Work request. In the brain-research project description, what kind of tissue will the experiments be performed on?

Selected excerpt.
== Segment start ==

German Research Foundation (DFG) - Project number: 404568779
The brain, as a part of the central nervous system, is probably the most complex biological system, which undergoes significant changes, especially during its growth phase. Because of these complexities—both at the macroscopic and microscopic level—and the associated difficulties in experimental sampling, there are insufficient experimental investigations. In addition, age-related mechanical investigations on brain tissue that are spatially resolved are extremely rare. However, such experiments are essential to better understand the mechanical properties and functions of the brain during growth and to develop and validate numerical models. The predictive accuracy of these models depends particularly on the quality of the identified material parameters.
The objective of this research project is the development and validation of a constitutive growth model for brain tissue that characterizes alterations of the mammalian brain in both space and time. This goal will be achieved in four steps through a close interplay of experiment, modeling, and simulation. Experiments will be performed on porcine brain tissue, which displays microstructural and mechanical properties similar to those of the human brain.
An essential prerequisite for modeling is the development of methods (I) to perform appropriate tissue-level experiments. Since grey and white matter tissue will be sampled individually, the tissue specimens are relatively small. This implies that micromechanical measurement setups under a microscope have to be developed, constructed, and verified for the axial, biaxial, and triaxial experiments planned in this project. These measurements will enable accurate characterization of the axial, biaxial, and triaxial behavior of brain tissue (II).
To examine the influence of neurodevelopment on mechanical properties, brain samples will be collected at different ages. In a third step, the microstructure as well as the macroscopic geometry of the brain will be determined by immunohistological investigations (III). The resulting data on cell density, myelin content, and tissue microstructure will directly inform model development and validation (IV).

== Segment end ==

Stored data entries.
== Segment start ==

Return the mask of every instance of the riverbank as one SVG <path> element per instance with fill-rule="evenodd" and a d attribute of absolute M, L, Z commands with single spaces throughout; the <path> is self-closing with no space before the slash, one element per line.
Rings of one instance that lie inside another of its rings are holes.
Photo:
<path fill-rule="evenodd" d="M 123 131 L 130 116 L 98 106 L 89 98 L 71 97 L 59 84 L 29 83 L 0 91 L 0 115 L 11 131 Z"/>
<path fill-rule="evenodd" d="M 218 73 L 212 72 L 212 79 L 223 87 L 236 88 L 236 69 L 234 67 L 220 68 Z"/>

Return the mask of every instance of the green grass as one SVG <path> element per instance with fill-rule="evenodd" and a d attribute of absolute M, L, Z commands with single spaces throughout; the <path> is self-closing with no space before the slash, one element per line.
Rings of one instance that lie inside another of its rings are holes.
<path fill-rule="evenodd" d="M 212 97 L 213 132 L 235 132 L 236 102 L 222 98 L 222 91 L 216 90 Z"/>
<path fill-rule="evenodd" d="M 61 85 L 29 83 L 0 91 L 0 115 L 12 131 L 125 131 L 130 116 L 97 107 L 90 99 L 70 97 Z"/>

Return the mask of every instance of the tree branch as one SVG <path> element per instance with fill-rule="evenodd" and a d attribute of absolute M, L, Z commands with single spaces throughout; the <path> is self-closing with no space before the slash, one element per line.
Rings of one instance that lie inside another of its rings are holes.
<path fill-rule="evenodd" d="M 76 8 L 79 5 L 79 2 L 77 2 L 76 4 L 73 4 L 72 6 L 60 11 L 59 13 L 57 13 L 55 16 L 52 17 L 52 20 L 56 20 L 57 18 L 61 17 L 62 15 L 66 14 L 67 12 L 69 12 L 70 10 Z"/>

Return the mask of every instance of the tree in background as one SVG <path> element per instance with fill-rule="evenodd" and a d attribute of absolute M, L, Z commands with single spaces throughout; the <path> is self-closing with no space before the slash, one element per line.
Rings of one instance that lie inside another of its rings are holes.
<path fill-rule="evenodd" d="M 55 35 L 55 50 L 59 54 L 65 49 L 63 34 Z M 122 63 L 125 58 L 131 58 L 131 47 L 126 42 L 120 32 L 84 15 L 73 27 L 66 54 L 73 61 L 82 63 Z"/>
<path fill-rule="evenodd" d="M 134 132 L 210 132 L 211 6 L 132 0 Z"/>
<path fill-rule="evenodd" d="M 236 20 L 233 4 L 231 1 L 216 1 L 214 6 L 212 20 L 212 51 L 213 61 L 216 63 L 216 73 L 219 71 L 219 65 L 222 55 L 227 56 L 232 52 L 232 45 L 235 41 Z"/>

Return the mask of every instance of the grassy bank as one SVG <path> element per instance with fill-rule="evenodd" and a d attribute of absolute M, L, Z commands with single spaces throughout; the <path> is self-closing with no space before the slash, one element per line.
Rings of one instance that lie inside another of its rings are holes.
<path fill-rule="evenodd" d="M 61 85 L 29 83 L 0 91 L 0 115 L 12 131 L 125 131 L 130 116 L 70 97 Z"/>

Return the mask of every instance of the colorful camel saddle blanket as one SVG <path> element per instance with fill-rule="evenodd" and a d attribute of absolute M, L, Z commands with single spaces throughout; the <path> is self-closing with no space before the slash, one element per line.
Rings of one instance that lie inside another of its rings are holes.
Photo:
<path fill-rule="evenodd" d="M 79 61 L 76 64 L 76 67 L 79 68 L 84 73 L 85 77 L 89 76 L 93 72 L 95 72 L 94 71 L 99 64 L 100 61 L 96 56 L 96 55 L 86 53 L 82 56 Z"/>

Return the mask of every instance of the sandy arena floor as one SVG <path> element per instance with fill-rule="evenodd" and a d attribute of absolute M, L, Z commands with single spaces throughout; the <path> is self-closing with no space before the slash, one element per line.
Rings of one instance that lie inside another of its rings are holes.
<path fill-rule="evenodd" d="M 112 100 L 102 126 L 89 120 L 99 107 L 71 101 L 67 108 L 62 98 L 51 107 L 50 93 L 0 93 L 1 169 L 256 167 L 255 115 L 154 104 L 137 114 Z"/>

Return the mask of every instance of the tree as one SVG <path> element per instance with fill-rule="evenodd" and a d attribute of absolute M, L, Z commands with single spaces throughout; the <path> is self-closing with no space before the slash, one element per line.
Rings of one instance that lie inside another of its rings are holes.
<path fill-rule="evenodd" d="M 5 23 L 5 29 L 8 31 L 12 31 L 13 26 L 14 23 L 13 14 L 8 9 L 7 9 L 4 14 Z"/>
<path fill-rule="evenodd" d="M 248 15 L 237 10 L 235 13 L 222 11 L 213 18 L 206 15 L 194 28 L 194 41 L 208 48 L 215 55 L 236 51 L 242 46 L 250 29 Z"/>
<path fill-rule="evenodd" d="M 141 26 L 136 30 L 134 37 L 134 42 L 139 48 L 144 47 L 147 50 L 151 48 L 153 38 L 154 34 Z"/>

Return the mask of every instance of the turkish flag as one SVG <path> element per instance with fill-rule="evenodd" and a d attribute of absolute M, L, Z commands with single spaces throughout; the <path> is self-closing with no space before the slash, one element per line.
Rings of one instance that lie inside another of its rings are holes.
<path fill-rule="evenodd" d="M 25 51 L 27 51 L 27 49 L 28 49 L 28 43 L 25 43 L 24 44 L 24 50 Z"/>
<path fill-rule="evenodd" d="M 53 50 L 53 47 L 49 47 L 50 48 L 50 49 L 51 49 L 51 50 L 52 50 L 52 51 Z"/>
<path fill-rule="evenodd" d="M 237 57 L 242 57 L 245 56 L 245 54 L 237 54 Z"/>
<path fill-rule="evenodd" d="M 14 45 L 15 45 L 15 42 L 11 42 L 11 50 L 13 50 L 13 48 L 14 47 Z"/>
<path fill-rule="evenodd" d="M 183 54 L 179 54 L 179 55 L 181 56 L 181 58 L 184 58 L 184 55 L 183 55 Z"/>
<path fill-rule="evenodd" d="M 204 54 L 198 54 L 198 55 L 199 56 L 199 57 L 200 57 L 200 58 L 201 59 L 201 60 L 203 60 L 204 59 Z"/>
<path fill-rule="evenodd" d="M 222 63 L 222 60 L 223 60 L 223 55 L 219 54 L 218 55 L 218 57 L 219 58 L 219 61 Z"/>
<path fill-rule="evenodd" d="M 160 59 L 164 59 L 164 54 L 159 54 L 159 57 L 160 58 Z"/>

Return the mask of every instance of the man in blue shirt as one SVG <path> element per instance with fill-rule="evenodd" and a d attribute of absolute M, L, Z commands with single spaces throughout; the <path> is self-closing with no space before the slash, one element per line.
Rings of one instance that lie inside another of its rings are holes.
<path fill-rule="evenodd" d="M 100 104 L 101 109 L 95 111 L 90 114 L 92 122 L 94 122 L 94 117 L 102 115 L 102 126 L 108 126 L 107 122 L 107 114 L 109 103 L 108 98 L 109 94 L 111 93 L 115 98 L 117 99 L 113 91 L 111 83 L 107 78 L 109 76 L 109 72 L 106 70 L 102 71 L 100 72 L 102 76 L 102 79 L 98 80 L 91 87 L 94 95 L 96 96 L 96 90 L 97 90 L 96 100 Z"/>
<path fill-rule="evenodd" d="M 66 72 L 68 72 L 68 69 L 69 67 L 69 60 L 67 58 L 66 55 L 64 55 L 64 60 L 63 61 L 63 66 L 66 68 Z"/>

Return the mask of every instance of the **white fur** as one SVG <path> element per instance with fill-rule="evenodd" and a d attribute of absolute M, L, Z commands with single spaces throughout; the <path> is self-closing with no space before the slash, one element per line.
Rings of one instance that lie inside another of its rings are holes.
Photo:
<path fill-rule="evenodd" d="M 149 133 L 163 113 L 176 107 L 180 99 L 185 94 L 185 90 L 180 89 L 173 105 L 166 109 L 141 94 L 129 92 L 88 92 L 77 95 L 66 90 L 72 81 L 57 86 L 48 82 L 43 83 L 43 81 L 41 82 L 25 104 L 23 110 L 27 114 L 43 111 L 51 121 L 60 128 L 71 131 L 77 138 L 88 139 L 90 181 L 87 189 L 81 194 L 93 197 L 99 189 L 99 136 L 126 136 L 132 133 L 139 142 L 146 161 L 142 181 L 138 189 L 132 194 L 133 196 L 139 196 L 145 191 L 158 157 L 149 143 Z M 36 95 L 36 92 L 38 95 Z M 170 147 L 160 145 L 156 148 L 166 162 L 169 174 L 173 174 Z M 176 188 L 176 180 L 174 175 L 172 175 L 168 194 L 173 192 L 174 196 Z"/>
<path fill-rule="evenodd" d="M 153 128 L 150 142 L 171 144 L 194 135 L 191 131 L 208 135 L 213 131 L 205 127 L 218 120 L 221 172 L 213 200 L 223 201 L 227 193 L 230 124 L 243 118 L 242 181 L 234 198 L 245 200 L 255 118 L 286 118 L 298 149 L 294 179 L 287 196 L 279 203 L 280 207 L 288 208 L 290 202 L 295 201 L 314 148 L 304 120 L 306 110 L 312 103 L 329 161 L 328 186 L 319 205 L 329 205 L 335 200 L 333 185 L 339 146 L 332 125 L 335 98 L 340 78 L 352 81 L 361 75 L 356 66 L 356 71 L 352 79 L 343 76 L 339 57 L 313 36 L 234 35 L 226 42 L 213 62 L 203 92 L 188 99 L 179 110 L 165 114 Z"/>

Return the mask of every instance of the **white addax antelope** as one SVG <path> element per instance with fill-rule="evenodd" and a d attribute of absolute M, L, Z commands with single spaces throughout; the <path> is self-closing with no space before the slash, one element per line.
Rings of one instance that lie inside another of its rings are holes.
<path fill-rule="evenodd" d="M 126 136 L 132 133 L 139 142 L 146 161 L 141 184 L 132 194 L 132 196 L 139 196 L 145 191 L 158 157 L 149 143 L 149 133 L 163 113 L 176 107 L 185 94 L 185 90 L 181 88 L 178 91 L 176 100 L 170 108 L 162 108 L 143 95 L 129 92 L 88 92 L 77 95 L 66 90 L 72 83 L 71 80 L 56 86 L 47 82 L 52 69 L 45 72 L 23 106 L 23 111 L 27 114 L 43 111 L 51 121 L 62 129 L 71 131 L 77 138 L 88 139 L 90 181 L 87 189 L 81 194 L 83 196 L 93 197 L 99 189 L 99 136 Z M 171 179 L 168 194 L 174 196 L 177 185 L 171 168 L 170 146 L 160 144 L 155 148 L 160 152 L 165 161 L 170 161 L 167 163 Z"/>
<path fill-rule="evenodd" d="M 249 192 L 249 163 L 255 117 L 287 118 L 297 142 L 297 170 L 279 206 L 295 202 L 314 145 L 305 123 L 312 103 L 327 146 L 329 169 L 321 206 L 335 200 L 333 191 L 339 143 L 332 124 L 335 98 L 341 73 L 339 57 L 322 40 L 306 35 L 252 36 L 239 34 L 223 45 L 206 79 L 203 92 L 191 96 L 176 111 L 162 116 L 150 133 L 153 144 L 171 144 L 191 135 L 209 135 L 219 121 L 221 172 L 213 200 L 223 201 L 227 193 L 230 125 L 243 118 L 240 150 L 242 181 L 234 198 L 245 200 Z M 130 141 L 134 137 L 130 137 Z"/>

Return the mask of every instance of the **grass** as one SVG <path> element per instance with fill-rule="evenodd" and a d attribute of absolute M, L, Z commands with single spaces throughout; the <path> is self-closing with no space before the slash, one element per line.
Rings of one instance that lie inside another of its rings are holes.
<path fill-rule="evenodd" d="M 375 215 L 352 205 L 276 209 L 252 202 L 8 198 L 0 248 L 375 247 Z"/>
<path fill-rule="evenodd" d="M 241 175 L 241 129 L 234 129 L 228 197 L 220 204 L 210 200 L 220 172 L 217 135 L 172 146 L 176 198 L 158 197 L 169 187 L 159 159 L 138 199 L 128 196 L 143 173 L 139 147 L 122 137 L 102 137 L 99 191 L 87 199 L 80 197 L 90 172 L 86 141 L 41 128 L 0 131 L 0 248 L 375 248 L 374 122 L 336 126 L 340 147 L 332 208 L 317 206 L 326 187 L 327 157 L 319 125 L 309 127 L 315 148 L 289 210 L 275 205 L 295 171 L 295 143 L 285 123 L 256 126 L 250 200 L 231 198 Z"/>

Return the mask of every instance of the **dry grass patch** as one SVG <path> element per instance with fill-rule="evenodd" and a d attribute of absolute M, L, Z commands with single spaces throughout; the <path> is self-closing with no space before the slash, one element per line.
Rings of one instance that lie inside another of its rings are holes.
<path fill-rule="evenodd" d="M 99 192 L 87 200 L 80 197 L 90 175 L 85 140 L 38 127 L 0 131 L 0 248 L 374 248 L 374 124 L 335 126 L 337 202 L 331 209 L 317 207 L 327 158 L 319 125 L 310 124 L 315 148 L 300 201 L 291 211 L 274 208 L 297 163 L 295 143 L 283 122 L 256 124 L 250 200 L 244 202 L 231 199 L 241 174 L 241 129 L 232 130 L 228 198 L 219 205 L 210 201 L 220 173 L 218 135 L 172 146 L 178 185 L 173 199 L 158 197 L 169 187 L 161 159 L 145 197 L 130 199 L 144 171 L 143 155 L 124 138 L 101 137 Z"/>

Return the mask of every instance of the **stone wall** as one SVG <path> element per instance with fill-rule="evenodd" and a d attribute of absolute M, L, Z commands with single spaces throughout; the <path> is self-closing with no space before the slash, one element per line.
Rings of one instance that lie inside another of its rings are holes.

== Segment end ==

Task solution. Porcine brain tissue.